Task directions:
Quote the following data word for word, omitting the pictures.
━━━━━━━━━━
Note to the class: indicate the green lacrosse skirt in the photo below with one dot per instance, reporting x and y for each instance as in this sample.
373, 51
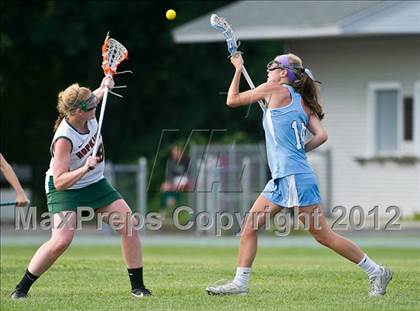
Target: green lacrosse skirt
96, 195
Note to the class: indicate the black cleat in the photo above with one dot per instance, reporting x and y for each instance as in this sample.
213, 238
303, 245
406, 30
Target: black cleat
19, 294
141, 292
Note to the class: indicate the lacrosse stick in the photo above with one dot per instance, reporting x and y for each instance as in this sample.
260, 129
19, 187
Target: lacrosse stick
219, 23
113, 54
━━━━━━━━━━
Result for this task:
Note to the class: indicate the green lacrosse skirt in the photo below with one dot per instance, reporting x and y for each instance as in this sample.
373, 51
Target: green lacrosse skirt
96, 195
Note to the class: indicate the black cleat in the photo above with one dot per instance, reporting x and y for each instance as in this sample.
213, 238
303, 245
406, 30
Target: black cleat
19, 294
141, 292
Note to the class: indicate the lacrosse stick in the photo above with one dot per instance, reporting x and y for each instance as in this sample.
260, 129
19, 187
Target: lacrosse stick
219, 23
113, 54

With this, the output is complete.